Extrait:
========

Dernière mise à jour : 29 mai 2021

“Muss es sein ? Es muss sein !”


Tel est le refrain de “L'insoutenable légèreté de l'être” chef d'œuvre de Milan Kundera écrit en 1982.


Cette référence au seizième quatuor en fa majeur de Beethoven faite par l’auteur tchèque tout au long du roman, et qui peut se traduire par “Le faut-il ? Il le faut !”, illustre l’idée d’une nécessité supérieure, de quelque chose de métaphysique, d’un destin.


Le destin est représenté dans ce texte en 7 parties par 2 couples: Tomas (chirurgien libertin) et Tereza (serveuse fidèle) avec leur chien Karenine d’une part, Sabina (artiste moderne et indépendante) et Franz (professeur universitaire traditionaliste) d’autre part. Tout cela dans le contexte de l’Europe de l’Est des années ‘70.


Quatre personnages, à l’image du quatuor de Beethoven référencé tout au long de l'œuvre, composent donc la partition de Kundera et laissent entrevoir 4 visions du monde. Sabina incarne la légèreté, Teresa et Franz mués par de grands idéaux et principes incarnent la lourdeur tandis que Tomas incarne l'ambiguïté, l’oscillation entre pesanteur et légèreté. Entre amour et trahison, vie et mort, orgueil et humilité, le parcours décrit par les protagonistes, liés par la relation extra-conjugale de Tomas avec Sabina, peut finalement se résumer dans la recherche de l’équilibre entre pesanteur et légèreté pour accomplir leur destin.


Cette idée grandiose du destin fait partie de notre vocabulaire courant. Nous nous la sommes appropriée au point de la banaliser. Combien de fois avons-nous dit et avons-nous entendu “C’est le destin”, cette formule magique qui nous libère d’un poids et nous invite à positiver, à penser que quelque chose de meilleur nous attend, que nous sommes destinés à autre chose.


Raffaele Morelli, psychiatre divulgateur italien considère qu’il faut “soutenir ce qui va dans cette “direction naturelle”, sans effort et avec lucidité, en étant conscients que des éléments fortuits et impénétrables auront également une influence sur le résultat”. L’explication donnée par Kundera de l’expression “Muss es sein ? Es muss sein !” au cours du roman illustre bien l’idée du psychiatre selon laquelle la grandeur du destin tient souvent à peu de choses, à quelques éléments fortuits qui sont parfois si...banals et légers.


En effet Kundera raconte que Beethoven en écrivant ce quatuor se serait inspiré d’une conversation qu’il avait eu avec un débiteur qui ne pouvait pas lui rendre son argent “Le Faut-il ?”, “Il le faut” avait répondu le compositeur. Le quatuor triomphant et magistral de Beethoven ne trouve donc pas sa source dans un événement sublime mais dans une simple dette et là se trouve l’analogie avec le destin Kunderien qui trouve sa source dans une suite d'événements fortuits tournés en dérision par l’auteur.


Au regard des éléments fournis par Kundera le destin ne semble donc pas être la soumission au “Es muss sein” mais plutôt la conscience que le “Es muss sein” de Beethoven n’est en réalité que le résultat de l’équilibre entre légèreté et lourdeur.

========

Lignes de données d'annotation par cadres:
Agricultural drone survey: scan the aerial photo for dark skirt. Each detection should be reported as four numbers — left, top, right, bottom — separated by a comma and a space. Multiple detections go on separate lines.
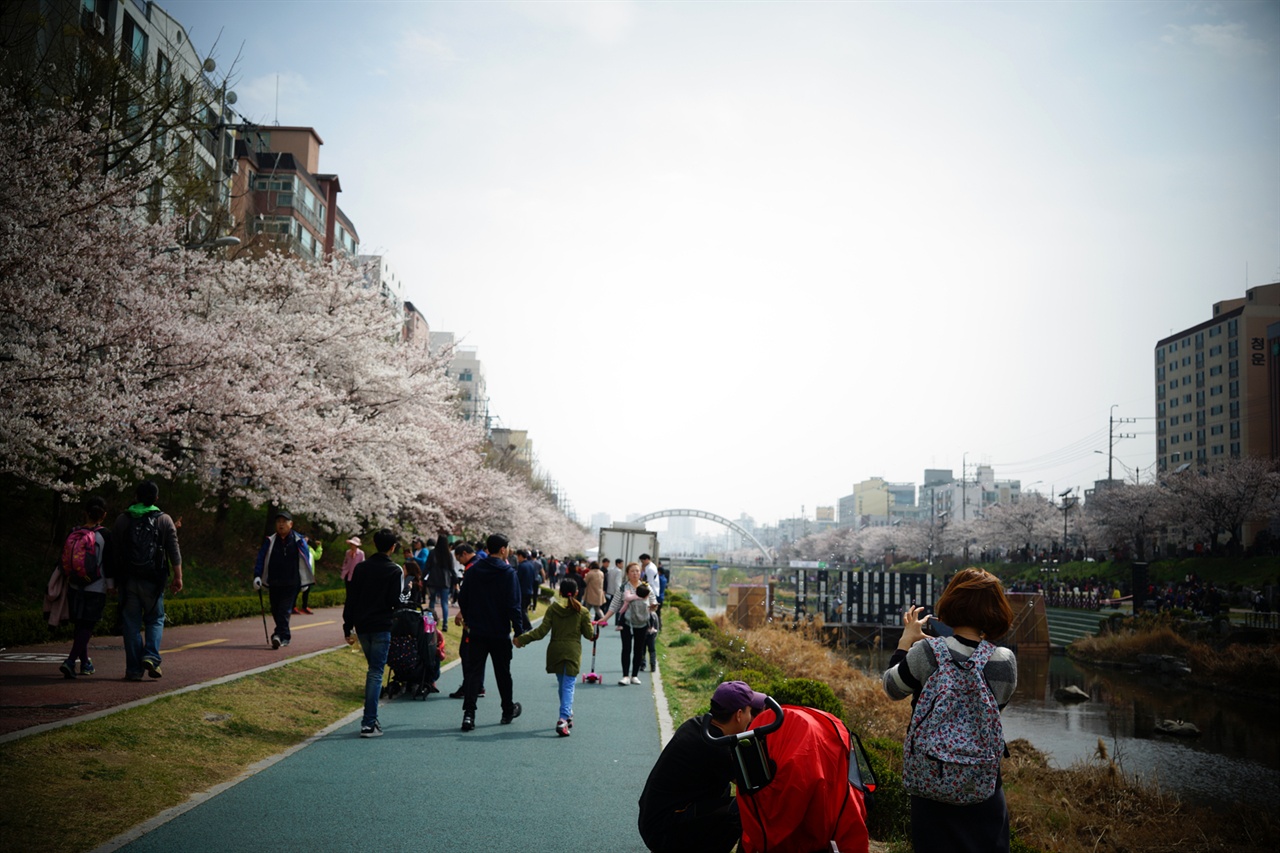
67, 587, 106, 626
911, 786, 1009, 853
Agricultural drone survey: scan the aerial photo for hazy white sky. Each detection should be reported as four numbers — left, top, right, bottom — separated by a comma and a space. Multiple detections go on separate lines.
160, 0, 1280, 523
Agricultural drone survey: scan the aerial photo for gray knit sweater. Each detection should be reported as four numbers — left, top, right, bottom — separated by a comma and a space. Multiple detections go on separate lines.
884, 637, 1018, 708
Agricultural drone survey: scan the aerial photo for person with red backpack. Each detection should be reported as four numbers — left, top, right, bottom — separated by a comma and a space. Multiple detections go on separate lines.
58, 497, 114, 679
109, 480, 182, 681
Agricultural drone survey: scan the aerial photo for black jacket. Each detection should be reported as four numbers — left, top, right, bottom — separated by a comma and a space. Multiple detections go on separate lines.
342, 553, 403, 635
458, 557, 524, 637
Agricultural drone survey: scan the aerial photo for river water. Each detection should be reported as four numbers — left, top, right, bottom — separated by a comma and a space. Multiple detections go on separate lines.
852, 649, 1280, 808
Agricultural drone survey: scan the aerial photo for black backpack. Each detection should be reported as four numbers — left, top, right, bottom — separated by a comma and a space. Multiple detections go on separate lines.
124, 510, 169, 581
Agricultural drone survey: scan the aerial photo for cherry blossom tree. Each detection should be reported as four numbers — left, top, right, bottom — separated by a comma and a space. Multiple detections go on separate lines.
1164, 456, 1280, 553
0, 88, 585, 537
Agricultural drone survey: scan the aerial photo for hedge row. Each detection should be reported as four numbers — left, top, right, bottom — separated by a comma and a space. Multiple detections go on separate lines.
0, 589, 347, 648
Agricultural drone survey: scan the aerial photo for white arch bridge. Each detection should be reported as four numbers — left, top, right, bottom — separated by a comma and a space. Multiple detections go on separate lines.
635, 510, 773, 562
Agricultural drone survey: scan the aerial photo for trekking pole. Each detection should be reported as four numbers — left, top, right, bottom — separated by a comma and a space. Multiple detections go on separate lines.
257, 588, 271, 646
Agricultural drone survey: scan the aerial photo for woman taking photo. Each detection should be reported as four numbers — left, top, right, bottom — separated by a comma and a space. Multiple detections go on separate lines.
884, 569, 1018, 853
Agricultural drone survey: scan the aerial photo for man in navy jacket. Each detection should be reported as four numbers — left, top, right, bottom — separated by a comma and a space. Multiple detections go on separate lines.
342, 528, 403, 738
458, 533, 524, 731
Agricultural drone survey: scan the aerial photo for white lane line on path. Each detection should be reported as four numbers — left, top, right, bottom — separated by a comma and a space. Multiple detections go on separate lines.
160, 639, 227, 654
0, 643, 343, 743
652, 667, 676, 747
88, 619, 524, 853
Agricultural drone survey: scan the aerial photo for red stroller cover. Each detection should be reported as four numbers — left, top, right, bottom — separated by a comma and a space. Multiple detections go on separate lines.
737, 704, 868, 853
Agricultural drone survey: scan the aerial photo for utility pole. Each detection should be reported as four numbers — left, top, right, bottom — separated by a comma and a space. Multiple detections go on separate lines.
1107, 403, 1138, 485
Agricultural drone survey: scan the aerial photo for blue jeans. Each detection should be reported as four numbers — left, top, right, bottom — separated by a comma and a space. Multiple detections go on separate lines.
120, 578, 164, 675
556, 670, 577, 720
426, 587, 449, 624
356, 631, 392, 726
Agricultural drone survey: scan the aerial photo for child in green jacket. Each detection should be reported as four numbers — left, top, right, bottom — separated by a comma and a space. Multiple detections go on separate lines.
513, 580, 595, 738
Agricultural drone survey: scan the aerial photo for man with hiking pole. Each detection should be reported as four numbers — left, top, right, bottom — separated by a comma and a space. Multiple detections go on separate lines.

========

À faire:
1. Répondez aux questions suivantes d'après l'extrait sur Kundera.
(a) En quelle année le roman de Kundera a-t-il été écrit ?
(b) En combien de parties le texte du roman est-il divisé ?
(c) Quel personnage incarne la légèreté ?
2. Recopiez l'extrait sur Kundera en commençant par « Cette référence au » et en continuant jusqu'à « des années ‘70. ».

Problèmes résolus:
1.
(a) En 1982.
(b) En 7 parties.
(c) Sabina.

2.
Cette référence au seizième quatuor en fa majeur de Beethoven faite par l’auteur tchèque tout au long du roman, et qui peut se traduire par “Le faut-il ? Il le faut !”, illustre l’idée d’une nécessité supérieure, de quelque chose de métaphysique, d’un destin.


Le destin est représenté dans ce texte en 7 parties par 2 couples: Tomas (chirurgien libertin) et Tereza (serveuse fidèle) avec leur chien Karenine d’une part, Sabina (artiste moderne et indépendante) et Franz (professeur universitaire traditionaliste) d’autre part. Tout cela dans le contexte de l’Europe de l’Est des années ‘70.